Source extract

+ + + +

Concussion Awareness

With school sports well underway, it’s a great time for a reminder on the signs and symptoms of a concussion. While athletes can often be at risk for obtaining a concussion, they can happen to individuals of all ages.

Concussions are caused by a bump or blow to the head, a fall, or extreme jostling of the torso.  They are considered a mild head injury, although concussions can be and should be taken seriously, thus making it imperative to recognize a concussion as soon as possible. If an event occurs that could cause a concussion, one should seek medical attention within 1 to 2 days, even if it is not an emergency.[1]

It is important to recognize the symptoms of concussion you may experience, as well as signs you may observe in someone else. A young child might not have the words to describe how they feel, so if they mention something along the lines of not feeling well or feeling weird after a bump, blow, or fall, check for signs of a concussion. According to the Mayo Clinic, signs and symptoms can appear immediately after an event or up to days later.

Signs are:

  • A dazed or stunned appearance
  • Personality or behavioral changes
  • Confusion
  • Loss of consciousness – even for a few seconds
  • Clumsiness
  • Forgetfulness
  • Seems “out of it”
  • Forgets things prior to or after a “hit”
  • Slow response to questions or repeatedly asking questions

Symptoms are:

  • Headache
  • Nausea and vomiting
  • Balance problems
  • Double, blurry, or changed vision
  • Sensitivity to light and/or noise
  • Excessive fatigue or drowsiness
  • Trouble comprehending, concentrating, and/or paying attention
  • Irritability or nervousness
  • Feeling increasingly emotional or sad
  • Feeling “just not right” or in a “fog”

+ + + +

Source data:
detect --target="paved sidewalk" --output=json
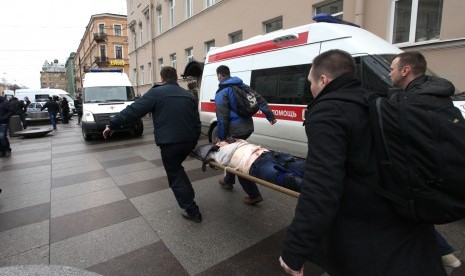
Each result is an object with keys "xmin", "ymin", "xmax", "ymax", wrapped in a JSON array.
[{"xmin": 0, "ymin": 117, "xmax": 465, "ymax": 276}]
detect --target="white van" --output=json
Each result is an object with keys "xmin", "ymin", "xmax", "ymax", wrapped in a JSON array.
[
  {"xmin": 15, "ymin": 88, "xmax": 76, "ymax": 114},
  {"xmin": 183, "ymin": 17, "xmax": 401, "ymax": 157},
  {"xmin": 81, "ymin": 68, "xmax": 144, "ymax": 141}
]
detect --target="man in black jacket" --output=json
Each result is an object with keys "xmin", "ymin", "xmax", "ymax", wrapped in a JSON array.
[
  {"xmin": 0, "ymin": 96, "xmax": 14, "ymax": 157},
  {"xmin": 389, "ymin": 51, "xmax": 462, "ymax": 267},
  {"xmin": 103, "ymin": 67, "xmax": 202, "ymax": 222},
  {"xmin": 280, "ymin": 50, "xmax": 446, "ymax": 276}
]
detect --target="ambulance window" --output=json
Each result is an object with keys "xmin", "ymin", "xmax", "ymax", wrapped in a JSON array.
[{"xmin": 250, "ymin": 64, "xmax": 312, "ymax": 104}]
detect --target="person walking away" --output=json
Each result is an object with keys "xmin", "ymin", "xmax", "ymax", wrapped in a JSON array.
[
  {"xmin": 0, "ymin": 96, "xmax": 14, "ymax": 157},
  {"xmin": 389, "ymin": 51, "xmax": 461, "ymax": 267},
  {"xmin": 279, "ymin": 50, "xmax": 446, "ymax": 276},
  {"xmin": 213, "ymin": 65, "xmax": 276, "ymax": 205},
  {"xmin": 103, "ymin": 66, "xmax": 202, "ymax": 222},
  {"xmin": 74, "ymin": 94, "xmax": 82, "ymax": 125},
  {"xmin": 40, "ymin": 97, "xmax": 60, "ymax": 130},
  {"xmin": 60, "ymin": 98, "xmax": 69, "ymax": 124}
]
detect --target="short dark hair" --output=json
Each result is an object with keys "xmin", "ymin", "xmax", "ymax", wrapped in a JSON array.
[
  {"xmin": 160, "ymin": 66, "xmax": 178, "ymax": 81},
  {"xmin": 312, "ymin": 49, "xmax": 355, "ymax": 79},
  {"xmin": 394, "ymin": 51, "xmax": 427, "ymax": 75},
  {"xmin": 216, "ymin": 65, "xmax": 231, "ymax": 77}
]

+ + + +

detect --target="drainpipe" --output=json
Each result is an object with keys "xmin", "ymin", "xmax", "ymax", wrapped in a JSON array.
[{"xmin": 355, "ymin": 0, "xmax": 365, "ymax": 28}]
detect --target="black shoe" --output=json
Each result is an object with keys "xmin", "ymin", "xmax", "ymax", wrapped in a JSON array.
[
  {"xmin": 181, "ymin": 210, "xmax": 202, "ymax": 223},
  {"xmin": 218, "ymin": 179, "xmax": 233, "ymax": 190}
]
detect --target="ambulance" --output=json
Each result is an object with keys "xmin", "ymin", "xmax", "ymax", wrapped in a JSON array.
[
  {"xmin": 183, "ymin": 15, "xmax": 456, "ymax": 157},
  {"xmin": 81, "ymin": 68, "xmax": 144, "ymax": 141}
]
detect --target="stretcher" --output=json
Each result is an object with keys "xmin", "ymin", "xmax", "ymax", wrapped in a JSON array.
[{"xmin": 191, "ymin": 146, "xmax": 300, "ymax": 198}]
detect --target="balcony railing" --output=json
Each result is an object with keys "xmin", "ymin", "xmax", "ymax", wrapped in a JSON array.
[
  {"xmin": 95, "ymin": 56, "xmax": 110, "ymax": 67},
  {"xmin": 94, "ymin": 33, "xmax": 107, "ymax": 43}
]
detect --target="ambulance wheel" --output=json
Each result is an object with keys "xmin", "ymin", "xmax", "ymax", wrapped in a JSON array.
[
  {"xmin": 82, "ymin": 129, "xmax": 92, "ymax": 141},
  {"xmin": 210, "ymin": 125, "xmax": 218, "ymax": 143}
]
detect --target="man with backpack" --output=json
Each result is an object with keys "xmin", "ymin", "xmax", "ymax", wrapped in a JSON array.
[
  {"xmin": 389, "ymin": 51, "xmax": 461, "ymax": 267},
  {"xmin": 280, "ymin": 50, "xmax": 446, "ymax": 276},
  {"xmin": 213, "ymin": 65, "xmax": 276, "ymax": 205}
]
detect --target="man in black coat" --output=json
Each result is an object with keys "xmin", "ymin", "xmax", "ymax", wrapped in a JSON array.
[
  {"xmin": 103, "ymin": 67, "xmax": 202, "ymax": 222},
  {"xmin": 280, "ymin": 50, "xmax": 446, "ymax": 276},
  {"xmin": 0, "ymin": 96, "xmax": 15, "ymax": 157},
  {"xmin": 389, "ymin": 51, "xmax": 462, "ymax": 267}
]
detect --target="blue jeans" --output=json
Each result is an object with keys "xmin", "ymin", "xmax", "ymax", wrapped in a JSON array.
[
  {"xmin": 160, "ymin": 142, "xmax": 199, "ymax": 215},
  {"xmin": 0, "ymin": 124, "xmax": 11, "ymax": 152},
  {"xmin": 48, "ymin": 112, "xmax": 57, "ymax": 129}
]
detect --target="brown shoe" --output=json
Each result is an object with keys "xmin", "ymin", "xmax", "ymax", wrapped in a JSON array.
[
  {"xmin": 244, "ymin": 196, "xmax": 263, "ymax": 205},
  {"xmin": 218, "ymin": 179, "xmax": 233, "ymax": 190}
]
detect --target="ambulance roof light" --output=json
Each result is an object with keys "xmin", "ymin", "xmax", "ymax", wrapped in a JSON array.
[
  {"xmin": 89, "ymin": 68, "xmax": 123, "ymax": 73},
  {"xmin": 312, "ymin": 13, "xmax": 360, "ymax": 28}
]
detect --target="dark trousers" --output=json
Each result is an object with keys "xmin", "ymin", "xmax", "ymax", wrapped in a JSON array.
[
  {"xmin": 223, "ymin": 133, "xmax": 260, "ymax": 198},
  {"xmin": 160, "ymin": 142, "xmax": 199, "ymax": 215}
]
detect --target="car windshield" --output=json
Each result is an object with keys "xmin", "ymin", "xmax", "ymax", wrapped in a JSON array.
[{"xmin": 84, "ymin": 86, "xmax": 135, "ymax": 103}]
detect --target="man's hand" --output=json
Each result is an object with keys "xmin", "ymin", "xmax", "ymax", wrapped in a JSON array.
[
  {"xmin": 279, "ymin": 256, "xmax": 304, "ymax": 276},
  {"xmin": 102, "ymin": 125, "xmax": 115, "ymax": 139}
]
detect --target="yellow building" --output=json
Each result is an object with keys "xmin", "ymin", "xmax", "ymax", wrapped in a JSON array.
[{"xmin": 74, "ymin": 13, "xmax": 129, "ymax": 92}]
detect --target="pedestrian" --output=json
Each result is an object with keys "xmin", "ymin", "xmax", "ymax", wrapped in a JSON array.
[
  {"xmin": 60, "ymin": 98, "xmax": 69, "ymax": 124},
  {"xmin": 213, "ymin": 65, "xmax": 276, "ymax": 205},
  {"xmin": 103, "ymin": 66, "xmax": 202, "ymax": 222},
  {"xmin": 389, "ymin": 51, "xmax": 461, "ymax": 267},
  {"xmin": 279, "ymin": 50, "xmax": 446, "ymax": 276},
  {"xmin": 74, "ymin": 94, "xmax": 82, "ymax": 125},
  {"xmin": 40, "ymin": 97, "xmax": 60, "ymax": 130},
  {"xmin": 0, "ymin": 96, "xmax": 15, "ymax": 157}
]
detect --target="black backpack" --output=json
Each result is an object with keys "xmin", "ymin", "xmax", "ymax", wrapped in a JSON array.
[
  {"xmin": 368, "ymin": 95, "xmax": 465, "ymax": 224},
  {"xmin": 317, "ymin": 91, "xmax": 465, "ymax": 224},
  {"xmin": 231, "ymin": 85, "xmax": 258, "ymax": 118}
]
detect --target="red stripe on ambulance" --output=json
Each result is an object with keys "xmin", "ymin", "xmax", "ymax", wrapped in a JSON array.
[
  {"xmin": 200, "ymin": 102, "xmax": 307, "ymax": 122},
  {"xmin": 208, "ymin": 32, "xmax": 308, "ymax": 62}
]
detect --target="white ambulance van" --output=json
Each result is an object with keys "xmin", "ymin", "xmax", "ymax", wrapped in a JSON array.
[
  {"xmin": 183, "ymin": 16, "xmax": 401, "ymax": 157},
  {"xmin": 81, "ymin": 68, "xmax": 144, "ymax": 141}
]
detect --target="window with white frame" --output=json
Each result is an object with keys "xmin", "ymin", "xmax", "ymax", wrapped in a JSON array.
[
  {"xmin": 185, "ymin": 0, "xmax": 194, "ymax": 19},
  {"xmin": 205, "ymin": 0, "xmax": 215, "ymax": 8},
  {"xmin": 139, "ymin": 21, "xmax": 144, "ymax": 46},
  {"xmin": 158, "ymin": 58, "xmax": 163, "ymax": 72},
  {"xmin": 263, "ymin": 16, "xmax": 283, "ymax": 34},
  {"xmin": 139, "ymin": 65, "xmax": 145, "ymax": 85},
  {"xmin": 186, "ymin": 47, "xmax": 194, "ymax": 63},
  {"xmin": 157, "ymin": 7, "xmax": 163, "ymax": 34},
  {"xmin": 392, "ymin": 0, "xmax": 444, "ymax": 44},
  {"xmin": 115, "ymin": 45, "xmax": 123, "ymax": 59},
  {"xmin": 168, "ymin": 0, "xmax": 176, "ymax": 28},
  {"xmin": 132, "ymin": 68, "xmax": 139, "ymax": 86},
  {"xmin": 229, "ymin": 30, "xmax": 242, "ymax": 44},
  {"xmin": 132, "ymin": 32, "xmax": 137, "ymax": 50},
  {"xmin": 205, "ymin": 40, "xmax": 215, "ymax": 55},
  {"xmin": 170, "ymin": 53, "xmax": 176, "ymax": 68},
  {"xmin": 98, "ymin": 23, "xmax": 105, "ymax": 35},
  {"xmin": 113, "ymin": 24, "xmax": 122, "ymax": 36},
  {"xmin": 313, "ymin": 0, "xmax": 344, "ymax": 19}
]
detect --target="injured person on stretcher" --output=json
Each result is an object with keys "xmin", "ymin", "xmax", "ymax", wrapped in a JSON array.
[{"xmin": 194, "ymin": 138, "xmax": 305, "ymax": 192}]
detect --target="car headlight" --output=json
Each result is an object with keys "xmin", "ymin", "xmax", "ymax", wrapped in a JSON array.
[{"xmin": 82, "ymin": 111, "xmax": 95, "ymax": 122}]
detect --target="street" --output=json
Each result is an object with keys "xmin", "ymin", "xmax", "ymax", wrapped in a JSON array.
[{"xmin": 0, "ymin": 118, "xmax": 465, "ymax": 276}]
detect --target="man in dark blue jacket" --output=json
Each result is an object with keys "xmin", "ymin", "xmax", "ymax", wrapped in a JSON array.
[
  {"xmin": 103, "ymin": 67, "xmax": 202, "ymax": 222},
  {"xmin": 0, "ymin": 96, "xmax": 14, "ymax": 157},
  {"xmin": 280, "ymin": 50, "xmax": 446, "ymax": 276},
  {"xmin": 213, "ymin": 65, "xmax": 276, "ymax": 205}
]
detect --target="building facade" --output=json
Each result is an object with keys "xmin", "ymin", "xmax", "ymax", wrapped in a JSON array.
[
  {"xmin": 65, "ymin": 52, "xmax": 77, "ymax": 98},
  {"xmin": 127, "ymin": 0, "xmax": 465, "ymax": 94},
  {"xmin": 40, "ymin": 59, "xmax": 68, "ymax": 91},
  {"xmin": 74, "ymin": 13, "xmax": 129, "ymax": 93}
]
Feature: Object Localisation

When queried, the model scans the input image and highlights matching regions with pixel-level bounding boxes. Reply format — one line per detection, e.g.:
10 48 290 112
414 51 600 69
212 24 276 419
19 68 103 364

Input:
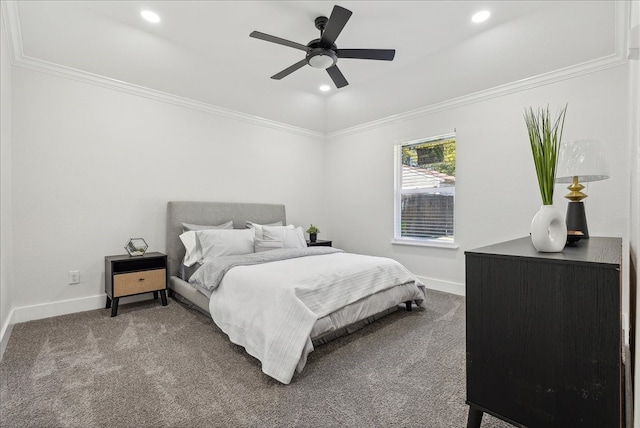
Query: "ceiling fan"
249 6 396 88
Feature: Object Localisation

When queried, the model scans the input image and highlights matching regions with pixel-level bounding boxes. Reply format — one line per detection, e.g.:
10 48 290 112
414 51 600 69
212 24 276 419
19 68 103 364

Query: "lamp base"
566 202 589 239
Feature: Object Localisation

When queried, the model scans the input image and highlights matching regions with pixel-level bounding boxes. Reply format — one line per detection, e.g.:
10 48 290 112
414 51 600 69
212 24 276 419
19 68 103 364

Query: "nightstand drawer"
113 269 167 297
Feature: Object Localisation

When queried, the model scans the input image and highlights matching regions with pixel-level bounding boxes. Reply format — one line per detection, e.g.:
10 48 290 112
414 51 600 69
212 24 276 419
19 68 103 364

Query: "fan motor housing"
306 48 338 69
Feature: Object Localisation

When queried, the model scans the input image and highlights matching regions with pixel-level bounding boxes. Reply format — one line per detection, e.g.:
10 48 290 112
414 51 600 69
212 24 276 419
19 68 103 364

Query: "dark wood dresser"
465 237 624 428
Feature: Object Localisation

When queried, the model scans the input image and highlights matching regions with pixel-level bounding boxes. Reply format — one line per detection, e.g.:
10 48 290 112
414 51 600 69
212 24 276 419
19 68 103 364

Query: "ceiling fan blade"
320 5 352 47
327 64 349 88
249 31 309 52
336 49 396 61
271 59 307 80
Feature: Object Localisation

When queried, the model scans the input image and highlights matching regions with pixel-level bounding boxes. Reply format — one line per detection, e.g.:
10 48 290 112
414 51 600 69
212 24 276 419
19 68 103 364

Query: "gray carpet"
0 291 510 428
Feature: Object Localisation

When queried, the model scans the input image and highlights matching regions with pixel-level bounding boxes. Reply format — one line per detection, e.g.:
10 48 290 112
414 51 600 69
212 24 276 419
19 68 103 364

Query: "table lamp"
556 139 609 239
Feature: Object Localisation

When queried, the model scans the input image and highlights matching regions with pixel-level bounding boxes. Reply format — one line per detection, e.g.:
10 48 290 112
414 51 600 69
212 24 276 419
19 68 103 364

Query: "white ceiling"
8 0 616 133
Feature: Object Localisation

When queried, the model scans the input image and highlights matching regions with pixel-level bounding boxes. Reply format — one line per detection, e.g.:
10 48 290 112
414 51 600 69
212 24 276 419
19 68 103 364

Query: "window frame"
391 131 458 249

+ + + +

Problem details
Write out the concussion awareness text word for word from "It is important" to "to days later.".

Finished task
It is important to recognize the symptoms of concussion you may experience, as well as signs you may observe in someone else. A young child might not have the words to describe how they feel, so if they mention something along the lines of not feeling well or feeling weird after a bump, blow, or fall, check for signs of a concussion. According to the Mayo Clinic, signs and symptoms can appear immediately after an event or up to days later.